=== Material for the task ===

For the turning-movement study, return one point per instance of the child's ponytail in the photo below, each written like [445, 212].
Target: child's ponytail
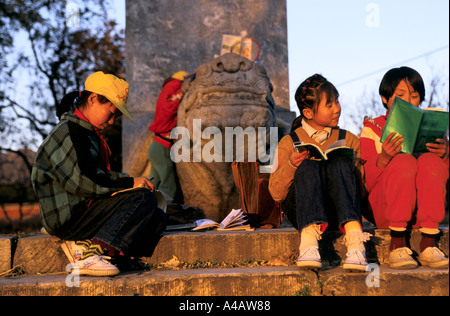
[72, 101]
[309, 93]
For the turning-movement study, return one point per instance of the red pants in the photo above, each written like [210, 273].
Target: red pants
[410, 192]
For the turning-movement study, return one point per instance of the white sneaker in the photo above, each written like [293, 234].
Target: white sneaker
[96, 266]
[310, 258]
[401, 258]
[434, 258]
[356, 260]
[356, 255]
[75, 249]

===

§ What you need to do: Will you restate every entry word for word and omit the images?

§ Reply:
For the turning-movement study, return one point per instance of the child's ponytail in the photo below, each written like [445, 212].
Target: child's ponytail
[72, 101]
[309, 93]
For the turning-movement study, return one point per instance of the red pants in the photo above, each written like [210, 273].
Target: red pants
[410, 192]
For the turning-movement study, return one point per instance of the white sneaker in the photo above, each written like [293, 234].
Target: white sneaker
[96, 266]
[310, 258]
[401, 258]
[434, 258]
[356, 260]
[356, 255]
[75, 249]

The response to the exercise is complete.